* _Consigne_
Poursuivez l'extrait sur la traduction des décisions de la CISR en reprenant juste après sa dernière phrase.

* _Extrait_

• • • • •

23. Depuis 1990, l'année de l'adoption de la politique de traduction sur demande, la CISR n'a, à sa connaissance, reçu aucune demande de traduction du grand public.
24. Avant 1994, la CISR traduisait certaines décisions qui étaient versées dans la base de données Quicklaw. À ce moment, la CISR a dépassé l'enveloppe autorisée pour la traduction dans les langues officielles attribuée à la CISR par le service central de traduction du gouvernement. En plus du dépassement de son enveloppe autorisée, l'enveloppe de la CISR a été réduite de 12% pour les exercices 1992-93 et 1993-94. Une copie des rapports d'utilisation de l'enveloppe autorisée émise par le Bureau de traduction à la CISR pour les exercices 1993-94 et 1994-95 est la pièce «F» jointe au présent affidavit.

• • • • •

* _Extraits de lignes_
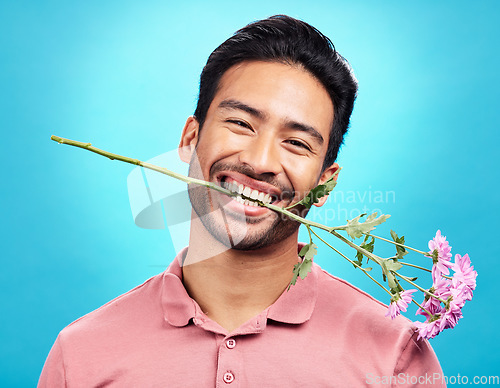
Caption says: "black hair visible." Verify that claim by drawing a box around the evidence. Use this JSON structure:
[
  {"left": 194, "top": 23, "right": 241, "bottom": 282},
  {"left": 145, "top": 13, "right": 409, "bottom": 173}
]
[{"left": 194, "top": 15, "right": 358, "bottom": 169}]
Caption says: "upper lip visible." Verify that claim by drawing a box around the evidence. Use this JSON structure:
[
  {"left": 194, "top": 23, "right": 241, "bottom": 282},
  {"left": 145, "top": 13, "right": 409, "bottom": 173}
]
[{"left": 216, "top": 171, "right": 282, "bottom": 198}]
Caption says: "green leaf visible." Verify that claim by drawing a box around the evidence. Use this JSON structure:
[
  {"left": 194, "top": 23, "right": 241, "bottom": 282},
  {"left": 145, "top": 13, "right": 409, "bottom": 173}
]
[
  {"left": 354, "top": 236, "right": 375, "bottom": 267},
  {"left": 391, "top": 230, "right": 408, "bottom": 260},
  {"left": 380, "top": 259, "right": 403, "bottom": 288},
  {"left": 345, "top": 212, "right": 390, "bottom": 238},
  {"left": 294, "top": 169, "right": 340, "bottom": 209},
  {"left": 299, "top": 243, "right": 318, "bottom": 260}
]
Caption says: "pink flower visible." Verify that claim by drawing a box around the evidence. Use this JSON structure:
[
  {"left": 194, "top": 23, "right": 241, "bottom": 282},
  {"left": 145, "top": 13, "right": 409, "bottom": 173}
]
[
  {"left": 413, "top": 318, "right": 441, "bottom": 339},
  {"left": 385, "top": 290, "right": 417, "bottom": 319},
  {"left": 451, "top": 254, "right": 477, "bottom": 300},
  {"left": 417, "top": 272, "right": 451, "bottom": 318},
  {"left": 429, "top": 230, "right": 452, "bottom": 275}
]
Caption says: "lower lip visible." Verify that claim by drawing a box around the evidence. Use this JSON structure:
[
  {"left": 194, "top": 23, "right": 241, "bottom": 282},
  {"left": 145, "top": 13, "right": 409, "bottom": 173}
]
[{"left": 223, "top": 198, "right": 271, "bottom": 217}]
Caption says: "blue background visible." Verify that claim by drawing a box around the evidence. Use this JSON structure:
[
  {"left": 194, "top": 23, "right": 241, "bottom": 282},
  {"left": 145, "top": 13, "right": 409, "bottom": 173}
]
[{"left": 0, "top": 0, "right": 500, "bottom": 387}]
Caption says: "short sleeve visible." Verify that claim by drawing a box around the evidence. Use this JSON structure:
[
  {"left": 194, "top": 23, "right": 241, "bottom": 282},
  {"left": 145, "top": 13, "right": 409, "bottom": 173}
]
[
  {"left": 392, "top": 332, "right": 446, "bottom": 387},
  {"left": 38, "top": 337, "right": 66, "bottom": 388}
]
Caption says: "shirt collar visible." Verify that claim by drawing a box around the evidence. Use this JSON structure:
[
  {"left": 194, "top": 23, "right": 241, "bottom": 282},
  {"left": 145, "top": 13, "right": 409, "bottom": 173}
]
[{"left": 161, "top": 243, "right": 320, "bottom": 327}]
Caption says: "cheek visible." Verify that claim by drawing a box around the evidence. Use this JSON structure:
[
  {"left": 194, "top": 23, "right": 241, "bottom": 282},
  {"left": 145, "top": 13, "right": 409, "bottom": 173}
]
[{"left": 285, "top": 161, "right": 320, "bottom": 198}]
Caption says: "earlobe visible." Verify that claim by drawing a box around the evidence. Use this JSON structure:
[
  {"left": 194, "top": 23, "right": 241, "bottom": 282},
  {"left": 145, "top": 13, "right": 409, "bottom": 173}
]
[
  {"left": 314, "top": 163, "right": 340, "bottom": 207},
  {"left": 178, "top": 116, "right": 200, "bottom": 163}
]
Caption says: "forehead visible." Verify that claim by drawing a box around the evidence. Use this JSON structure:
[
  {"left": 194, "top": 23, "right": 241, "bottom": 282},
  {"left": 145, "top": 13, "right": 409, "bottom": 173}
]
[{"left": 209, "top": 61, "right": 333, "bottom": 139}]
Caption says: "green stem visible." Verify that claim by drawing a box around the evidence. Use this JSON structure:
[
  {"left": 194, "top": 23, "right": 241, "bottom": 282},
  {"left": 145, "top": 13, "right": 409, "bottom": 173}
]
[
  {"left": 365, "top": 233, "right": 429, "bottom": 256},
  {"left": 306, "top": 225, "right": 312, "bottom": 244},
  {"left": 50, "top": 136, "right": 331, "bottom": 232},
  {"left": 330, "top": 229, "right": 382, "bottom": 266},
  {"left": 392, "top": 271, "right": 446, "bottom": 304},
  {"left": 398, "top": 261, "right": 432, "bottom": 272},
  {"left": 311, "top": 229, "right": 392, "bottom": 297}
]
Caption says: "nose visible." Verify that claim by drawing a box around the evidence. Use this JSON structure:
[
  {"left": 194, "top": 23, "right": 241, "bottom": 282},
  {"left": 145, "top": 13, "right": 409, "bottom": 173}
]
[{"left": 239, "top": 133, "right": 282, "bottom": 175}]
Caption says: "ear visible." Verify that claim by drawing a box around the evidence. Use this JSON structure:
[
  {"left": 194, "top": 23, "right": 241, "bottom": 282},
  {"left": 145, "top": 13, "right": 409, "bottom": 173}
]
[
  {"left": 314, "top": 163, "right": 340, "bottom": 207},
  {"left": 178, "top": 116, "right": 200, "bottom": 163}
]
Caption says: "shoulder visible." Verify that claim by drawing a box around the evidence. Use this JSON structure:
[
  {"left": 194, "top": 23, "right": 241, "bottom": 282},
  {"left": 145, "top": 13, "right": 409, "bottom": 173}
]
[
  {"left": 314, "top": 265, "right": 416, "bottom": 350},
  {"left": 59, "top": 273, "right": 163, "bottom": 346}
]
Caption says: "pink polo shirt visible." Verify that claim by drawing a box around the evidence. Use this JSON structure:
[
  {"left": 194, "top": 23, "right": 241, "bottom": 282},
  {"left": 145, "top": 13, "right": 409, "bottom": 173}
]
[{"left": 38, "top": 247, "right": 444, "bottom": 388}]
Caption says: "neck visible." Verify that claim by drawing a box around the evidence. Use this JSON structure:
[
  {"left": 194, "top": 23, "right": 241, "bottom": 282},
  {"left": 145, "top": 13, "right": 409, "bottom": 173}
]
[{"left": 182, "top": 214, "right": 298, "bottom": 332}]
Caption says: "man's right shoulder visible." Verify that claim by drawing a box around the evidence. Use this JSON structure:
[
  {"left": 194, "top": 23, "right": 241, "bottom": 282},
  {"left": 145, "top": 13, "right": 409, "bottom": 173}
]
[{"left": 59, "top": 273, "right": 164, "bottom": 343}]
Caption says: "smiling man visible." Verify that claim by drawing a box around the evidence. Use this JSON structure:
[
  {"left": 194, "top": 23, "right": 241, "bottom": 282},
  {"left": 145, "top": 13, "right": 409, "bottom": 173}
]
[{"left": 39, "top": 16, "right": 441, "bottom": 387}]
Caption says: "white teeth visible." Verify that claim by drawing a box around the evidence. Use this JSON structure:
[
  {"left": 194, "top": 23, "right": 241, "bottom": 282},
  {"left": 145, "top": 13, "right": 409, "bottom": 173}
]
[{"left": 222, "top": 181, "right": 272, "bottom": 206}]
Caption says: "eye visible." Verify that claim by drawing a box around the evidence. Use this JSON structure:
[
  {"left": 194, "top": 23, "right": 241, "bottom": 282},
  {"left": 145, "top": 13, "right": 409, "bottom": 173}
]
[
  {"left": 226, "top": 119, "right": 252, "bottom": 129},
  {"left": 287, "top": 139, "right": 311, "bottom": 151}
]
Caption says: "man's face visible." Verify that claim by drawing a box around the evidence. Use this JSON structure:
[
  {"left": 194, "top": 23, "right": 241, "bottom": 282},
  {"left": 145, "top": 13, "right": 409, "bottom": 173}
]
[{"left": 181, "top": 62, "right": 338, "bottom": 250}]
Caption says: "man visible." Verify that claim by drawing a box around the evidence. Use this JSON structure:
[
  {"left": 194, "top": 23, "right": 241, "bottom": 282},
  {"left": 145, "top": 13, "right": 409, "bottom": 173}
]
[{"left": 39, "top": 16, "right": 441, "bottom": 387}]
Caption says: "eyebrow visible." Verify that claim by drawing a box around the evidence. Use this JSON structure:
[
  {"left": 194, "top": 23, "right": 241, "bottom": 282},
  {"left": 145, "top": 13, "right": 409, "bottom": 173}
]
[{"left": 218, "top": 99, "right": 325, "bottom": 145}]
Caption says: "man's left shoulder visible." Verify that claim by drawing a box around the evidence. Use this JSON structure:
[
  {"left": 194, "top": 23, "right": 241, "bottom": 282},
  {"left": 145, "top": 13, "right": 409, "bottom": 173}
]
[{"left": 314, "top": 264, "right": 415, "bottom": 338}]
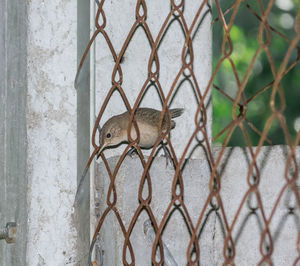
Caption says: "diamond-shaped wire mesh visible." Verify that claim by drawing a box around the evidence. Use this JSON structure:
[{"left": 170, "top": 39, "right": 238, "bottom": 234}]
[{"left": 75, "top": 0, "right": 300, "bottom": 265}]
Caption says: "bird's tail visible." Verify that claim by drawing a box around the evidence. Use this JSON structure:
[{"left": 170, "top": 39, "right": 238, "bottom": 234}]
[{"left": 170, "top": 108, "right": 184, "bottom": 118}]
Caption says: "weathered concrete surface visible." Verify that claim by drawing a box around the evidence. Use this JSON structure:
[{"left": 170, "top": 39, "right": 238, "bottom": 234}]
[
  {"left": 95, "top": 146, "right": 300, "bottom": 266},
  {"left": 26, "top": 0, "right": 80, "bottom": 265},
  {"left": 0, "top": 0, "right": 27, "bottom": 266}
]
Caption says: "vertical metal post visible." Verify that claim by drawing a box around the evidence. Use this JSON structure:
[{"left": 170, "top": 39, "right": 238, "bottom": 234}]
[
  {"left": 0, "top": 0, "right": 27, "bottom": 266},
  {"left": 76, "top": 0, "right": 90, "bottom": 266}
]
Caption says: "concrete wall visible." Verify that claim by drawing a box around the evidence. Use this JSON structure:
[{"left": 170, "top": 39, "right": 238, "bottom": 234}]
[{"left": 26, "top": 0, "right": 77, "bottom": 266}]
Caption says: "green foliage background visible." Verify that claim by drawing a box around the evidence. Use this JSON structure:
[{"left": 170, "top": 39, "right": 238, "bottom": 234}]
[{"left": 213, "top": 0, "right": 300, "bottom": 146}]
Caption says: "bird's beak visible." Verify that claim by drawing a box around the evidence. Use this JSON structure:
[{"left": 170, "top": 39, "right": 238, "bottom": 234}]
[{"left": 96, "top": 144, "right": 107, "bottom": 159}]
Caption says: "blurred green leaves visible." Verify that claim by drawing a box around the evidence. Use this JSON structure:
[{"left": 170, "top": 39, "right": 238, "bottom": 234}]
[{"left": 212, "top": 0, "right": 300, "bottom": 146}]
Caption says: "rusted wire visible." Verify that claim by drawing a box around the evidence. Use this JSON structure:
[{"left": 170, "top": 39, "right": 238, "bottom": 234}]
[{"left": 75, "top": 0, "right": 300, "bottom": 265}]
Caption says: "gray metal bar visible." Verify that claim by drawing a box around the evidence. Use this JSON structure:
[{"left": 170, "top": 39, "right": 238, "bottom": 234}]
[
  {"left": 74, "top": 0, "right": 90, "bottom": 266},
  {"left": 0, "top": 0, "right": 27, "bottom": 266}
]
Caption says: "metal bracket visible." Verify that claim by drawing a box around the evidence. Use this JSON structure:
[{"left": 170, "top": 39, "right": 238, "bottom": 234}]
[{"left": 0, "top": 222, "right": 17, "bottom": 244}]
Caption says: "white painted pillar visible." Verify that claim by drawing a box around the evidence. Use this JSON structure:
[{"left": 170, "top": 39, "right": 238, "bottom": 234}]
[{"left": 26, "top": 0, "right": 77, "bottom": 266}]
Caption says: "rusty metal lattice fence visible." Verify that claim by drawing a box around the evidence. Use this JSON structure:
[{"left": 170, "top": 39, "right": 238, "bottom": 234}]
[{"left": 75, "top": 0, "right": 300, "bottom": 265}]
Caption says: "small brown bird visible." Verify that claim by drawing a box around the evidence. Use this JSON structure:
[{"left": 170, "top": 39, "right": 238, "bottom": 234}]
[
  {"left": 74, "top": 108, "right": 184, "bottom": 206},
  {"left": 98, "top": 108, "right": 184, "bottom": 157}
]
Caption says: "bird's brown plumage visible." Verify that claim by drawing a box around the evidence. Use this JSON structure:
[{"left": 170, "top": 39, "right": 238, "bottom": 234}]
[{"left": 99, "top": 108, "right": 183, "bottom": 153}]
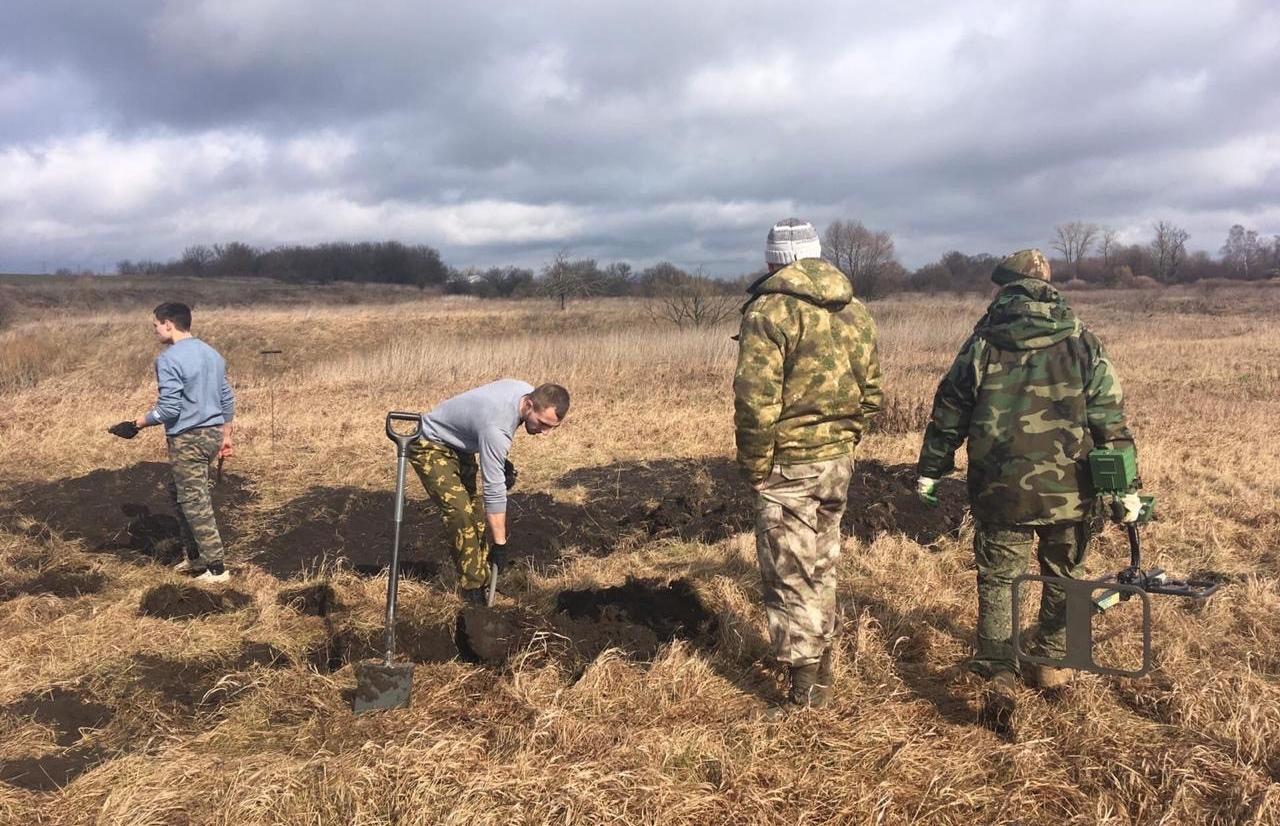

• • • • •

* _Réponse attendue_
25. À cause du dépassement de l'enveloppe autorisée pour la traduction, la CISR a dû rembourser 373 391,19 $ au Secrétariat d'État pour 1992-93.
26. Au cours de l'année suivante, le personnel dans la section de traduction à la CISR, a dû trouver des méthodes pour éliminer ce dépassement et pour diminuer les coûts de traduction. Au cours de cet exercice, le personnel a examiné l'utilisation par le public des bases de données françaises et anglaises des décisions de la CISR versées dans Quicklaw au cours de l'exercice 1993-94. Nous avons constaté que la base de données françaises, où les décisions traduites représentaient 80% de la base de données, a été utilisée sporadiquement (48,36 heures (annualisées)). La base de données anglaises a été utilisée 536,76 heures (annualisées). L'utilisation des bases de données pour examiner les décisions traduites aurait été moins fréquente, si on considère que seulement une portion des décisions fournies à la base données [sic] sont traduites. La pièce «G» jointe au présent affidavit est une copie des rapports d'utilisation des bases de données fournis par Quicklaw pour la période du 22 août 1993 au 8 janvier 1994.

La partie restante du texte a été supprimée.